SELECTED EXTRACT:

I do have an electrical engineering background (though I work mostly in power systems), so I do understand the differences between Amplitude Modulation, Phase Modulation, and Frequency Modulation-- in fact, the latter two are mathematically-related.

According to the article, Flangers and Chorus effects share an LFO (and before that, bucket-brigade IC's), blending a modulated signal with the original (causing all kinds of constructive and destructive interference, as a result), which certainly explains why a lot of Flanger pedals, like the Stereo Electric Mistress and TC Electronics SCF, also have a Chorus effect onboard. The main difference appears to be delay time-- Chorus uses a longer delay time, which induces some frequency modulation. The second significant difference appears to be that flange utilizes a feedback loop, where chorus does not.

GIVEN PROBLEM 1:
Answer these from the passage on flanger and chorus effects:
(a) What area of electrical engineering does the writer mostly work in?
(b) Which two kinds of modulation are described as mathematically related?
(c) Which two pedals are named as having a chorus effect onboard along with flanging?
GIVEN PROBLEM 2:
Using the passage on flanger and chorus effects, explain why many flanger pedals also have a chorus effect onboard.

[Image point annotation entries]
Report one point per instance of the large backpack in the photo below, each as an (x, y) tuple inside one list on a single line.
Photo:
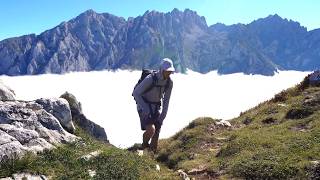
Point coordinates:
[(144, 74)]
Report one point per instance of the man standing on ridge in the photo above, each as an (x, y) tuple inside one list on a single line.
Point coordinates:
[(152, 96)]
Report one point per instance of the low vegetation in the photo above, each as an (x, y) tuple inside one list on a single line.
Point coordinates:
[(66, 162), (278, 139)]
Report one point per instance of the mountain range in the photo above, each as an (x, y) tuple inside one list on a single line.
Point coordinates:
[(99, 41)]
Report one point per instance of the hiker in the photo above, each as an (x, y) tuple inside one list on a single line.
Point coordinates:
[(152, 96)]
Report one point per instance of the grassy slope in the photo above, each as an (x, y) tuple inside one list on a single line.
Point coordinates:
[(277, 139), (64, 162)]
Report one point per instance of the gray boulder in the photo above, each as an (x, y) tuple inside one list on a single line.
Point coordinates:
[(78, 117), (60, 109), (6, 94), (25, 176), (27, 127), (73, 102)]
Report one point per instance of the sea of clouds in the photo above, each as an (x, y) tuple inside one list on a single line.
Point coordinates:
[(106, 97)]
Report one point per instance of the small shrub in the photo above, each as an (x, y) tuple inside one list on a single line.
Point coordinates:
[(298, 113)]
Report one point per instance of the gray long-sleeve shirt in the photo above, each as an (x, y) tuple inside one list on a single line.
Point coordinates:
[(156, 94)]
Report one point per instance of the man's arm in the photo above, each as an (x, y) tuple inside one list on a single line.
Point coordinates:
[(166, 101), (139, 90)]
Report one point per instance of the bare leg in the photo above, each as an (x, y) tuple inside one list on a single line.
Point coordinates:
[(154, 140), (148, 134)]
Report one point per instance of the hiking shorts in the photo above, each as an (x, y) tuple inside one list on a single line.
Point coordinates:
[(149, 120)]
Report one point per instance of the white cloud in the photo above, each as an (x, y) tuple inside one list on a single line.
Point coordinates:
[(106, 97)]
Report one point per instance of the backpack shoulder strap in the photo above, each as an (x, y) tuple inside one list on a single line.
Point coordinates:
[(154, 82), (167, 84)]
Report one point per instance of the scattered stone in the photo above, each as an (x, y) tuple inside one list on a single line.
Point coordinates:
[(183, 175), (223, 123), (77, 116), (6, 93), (196, 171), (27, 127), (60, 109), (269, 120), (247, 121), (298, 113), (140, 152), (314, 170), (158, 167), (25, 176), (92, 173), (73, 102), (91, 155), (282, 105)]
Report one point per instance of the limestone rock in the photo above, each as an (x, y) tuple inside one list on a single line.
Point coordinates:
[(60, 109), (27, 127), (78, 117), (6, 94)]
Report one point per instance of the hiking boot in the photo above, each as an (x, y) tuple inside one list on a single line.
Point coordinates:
[(144, 146)]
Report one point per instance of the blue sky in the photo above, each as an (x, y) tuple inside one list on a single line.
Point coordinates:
[(19, 17)]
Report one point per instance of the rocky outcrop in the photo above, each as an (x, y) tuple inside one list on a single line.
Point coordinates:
[(28, 127), (25, 176), (60, 109), (94, 41), (6, 94), (79, 118)]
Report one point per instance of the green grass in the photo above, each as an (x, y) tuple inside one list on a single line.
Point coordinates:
[(64, 162), (277, 139)]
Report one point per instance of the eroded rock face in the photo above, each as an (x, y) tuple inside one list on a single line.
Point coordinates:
[(6, 94), (27, 126), (60, 109), (78, 117)]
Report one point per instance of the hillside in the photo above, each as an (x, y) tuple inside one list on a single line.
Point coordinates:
[(278, 139), (53, 139), (98, 41)]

WRITTEN SOLUTION 1:
(a) Power systems.
(b) Phase Modulation and Frequency Modulation.
(c) The Stereo Electric Mistress and the TC Electronics SCF.

WRITTEN SOLUTION 2:
According to the article, flangers and chorus effects share an LFO (and before that, bucket-brigade ICs), and both blend a modulated signal with the original. That shared design explains why many flanger pedals also include a chorus effect.